- _Job 1_
Transcribe the passage of the article on education reform in Pakistan that starts with the words "It has always" and ends with "DFID wouldn’t touch.".

Educating Pakistan: a Herculean task or official apathy?

Each province is implementing ambitious reforms but problems run so deep that parents find little, if any, change.
Published July 4, 2016

Educating Pakistan

Imagine Pakistan’s provincial governments, DFID, the World Bank, and other donors trying to push an enormous boulder up a steep hill. They push with whatever strength each one can muster. But the boulder barely moves. This is the picture that emerges from interviewing dozens of officials and experts involved in the efforts to reform education in Pakistan.

Each provincial government is implementing similar, ambitious reforms but the problems run so deep and wide that parents find little, if any, change.

Punjab has been in the lead of the reform effort.

Students attend their class in a tent at Islamabad Model School for Girls, H-13. ─ File photo
Students attend their class in a tent at Islamabad Model School for Girls, H-13. ─ File photo

It has always been the most capable province and it has been an early adopter, embarking on reforms with World Bank support in 2003. Devolution of power to the provinces gave them a fresh start in 2010 that coincided with an influx of aid.

Around this time, DFID got Shahbaz Sharif’s personal commitment for an education reform agenda through McKinsey’s education chief, Sir Michael Barber.

DFID also entered KP. When Punjab kicked USAID out, in the aftermath of the 2011 Salala raid, the latter turned to Sindh which DFID wouldn’t touch.

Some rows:
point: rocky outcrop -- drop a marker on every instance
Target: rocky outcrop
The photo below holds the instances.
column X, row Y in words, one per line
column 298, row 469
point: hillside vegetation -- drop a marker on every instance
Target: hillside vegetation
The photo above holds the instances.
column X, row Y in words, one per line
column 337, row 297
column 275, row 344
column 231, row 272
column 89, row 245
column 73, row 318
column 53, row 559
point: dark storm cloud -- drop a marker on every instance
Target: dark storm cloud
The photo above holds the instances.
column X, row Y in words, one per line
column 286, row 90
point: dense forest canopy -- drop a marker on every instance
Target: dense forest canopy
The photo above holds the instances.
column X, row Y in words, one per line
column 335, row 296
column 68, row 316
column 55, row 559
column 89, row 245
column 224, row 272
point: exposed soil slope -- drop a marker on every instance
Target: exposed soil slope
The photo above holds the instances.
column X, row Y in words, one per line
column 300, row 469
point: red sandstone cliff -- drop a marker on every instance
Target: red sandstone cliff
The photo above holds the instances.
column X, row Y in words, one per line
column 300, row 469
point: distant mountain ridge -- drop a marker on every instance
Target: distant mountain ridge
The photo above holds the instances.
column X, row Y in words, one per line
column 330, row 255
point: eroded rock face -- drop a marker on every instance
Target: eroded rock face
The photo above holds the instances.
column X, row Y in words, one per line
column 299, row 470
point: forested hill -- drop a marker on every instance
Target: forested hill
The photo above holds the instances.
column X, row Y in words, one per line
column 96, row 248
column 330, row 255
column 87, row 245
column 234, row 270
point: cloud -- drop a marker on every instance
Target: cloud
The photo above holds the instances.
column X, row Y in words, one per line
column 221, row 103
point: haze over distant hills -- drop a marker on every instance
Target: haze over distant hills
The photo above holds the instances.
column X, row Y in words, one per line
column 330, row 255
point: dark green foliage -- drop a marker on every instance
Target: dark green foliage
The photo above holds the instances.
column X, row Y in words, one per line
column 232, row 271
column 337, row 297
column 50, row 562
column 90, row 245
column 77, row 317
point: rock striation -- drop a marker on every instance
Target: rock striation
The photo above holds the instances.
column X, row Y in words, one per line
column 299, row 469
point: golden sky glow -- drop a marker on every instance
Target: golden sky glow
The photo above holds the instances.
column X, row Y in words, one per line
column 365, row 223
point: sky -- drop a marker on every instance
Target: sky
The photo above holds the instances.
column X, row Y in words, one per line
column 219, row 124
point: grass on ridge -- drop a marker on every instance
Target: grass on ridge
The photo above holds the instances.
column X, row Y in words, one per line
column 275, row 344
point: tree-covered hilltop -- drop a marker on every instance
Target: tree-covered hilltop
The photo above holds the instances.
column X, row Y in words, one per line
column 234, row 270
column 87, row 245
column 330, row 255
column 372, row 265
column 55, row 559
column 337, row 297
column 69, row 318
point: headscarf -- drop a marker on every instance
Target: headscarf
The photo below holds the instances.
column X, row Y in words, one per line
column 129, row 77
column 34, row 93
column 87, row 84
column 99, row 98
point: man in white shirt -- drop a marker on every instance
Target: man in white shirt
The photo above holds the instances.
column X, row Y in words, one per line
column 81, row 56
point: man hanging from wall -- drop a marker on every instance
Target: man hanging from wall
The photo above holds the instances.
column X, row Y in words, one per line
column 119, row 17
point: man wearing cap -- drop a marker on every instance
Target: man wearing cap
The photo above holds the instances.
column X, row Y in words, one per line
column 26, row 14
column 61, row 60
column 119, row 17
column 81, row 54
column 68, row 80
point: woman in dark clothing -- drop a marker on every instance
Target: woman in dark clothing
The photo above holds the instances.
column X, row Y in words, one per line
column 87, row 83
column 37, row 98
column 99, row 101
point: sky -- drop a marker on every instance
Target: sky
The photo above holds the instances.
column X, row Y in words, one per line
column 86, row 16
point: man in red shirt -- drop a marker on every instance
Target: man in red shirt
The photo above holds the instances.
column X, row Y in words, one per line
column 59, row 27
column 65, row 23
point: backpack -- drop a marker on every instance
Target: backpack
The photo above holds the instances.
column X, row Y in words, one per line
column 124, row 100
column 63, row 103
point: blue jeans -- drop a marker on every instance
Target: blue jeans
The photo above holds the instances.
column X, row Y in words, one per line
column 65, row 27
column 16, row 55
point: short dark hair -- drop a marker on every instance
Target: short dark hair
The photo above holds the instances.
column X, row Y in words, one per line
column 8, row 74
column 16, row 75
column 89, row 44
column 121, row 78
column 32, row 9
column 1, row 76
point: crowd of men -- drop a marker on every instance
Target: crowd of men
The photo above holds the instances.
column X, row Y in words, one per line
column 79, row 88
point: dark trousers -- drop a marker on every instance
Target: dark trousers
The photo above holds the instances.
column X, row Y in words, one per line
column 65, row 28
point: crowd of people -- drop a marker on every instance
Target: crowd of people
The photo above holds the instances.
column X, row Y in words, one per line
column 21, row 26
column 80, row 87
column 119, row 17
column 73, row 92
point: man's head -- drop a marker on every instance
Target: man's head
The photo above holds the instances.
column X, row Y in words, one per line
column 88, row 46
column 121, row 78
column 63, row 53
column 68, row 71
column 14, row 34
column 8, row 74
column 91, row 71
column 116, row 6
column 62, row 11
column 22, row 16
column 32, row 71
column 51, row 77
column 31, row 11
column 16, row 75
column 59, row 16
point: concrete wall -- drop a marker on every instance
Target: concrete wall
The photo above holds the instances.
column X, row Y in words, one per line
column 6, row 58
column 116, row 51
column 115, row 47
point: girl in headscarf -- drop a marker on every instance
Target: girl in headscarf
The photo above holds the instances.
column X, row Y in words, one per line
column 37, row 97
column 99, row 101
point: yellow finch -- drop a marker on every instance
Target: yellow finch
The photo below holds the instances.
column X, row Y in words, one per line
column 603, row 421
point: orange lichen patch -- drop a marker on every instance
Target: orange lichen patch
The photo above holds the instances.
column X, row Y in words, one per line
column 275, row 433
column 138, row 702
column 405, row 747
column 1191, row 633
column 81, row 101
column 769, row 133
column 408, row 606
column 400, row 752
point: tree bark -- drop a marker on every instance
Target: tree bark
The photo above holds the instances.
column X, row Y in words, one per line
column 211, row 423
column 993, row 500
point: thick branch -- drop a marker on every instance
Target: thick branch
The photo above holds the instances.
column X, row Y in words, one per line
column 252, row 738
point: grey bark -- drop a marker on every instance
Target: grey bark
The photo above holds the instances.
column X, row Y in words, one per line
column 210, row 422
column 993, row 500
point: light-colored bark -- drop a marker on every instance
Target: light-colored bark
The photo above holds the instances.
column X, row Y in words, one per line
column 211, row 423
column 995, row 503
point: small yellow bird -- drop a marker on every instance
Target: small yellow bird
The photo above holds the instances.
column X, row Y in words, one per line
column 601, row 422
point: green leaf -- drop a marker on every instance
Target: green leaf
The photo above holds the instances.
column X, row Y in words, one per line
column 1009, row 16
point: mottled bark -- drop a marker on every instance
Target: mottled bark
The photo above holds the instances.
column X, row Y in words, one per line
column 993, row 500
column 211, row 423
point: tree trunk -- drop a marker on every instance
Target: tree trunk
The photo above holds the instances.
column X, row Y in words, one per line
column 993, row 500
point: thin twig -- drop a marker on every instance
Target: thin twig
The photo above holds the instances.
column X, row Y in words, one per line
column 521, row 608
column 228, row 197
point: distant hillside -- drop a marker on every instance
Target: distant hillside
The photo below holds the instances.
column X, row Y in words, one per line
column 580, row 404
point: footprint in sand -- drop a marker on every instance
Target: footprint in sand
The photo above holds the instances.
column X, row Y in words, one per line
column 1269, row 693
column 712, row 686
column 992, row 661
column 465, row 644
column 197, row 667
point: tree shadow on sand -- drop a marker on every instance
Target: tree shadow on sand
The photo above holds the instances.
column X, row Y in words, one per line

- _Job 2_
Express the rows above, from the line containing "point: tree shadow" through the final line of the rows, as a JSON list of strings, one string per line, skipping blank lines.

- _Full answer 1_
It has always been the most capable province and it has been an early adopter, embarking on reforms with World Bank support in 2003. Devolution of power to the provinces gave them a fresh start in 2010 that coincided with an influx of aid.

Around this time, DFID got Shahbaz Sharif’s personal commitment for an education reform agenda through McKinsey’s education chief, Sir Michael Barber.

DFID also entered KP. When Punjab kicked USAID out, in the aftermath of the 2011 Salala raid, the latter turned to Sindh which DFID wouldn’t touch.

- _Full answer 2_
[
  "point: tree shadow on sand -- drop a marker on every instance",
  "Target: tree shadow on sand",
  "The photo above holds the instances.",
  "column X, row Y in words, one per line"
]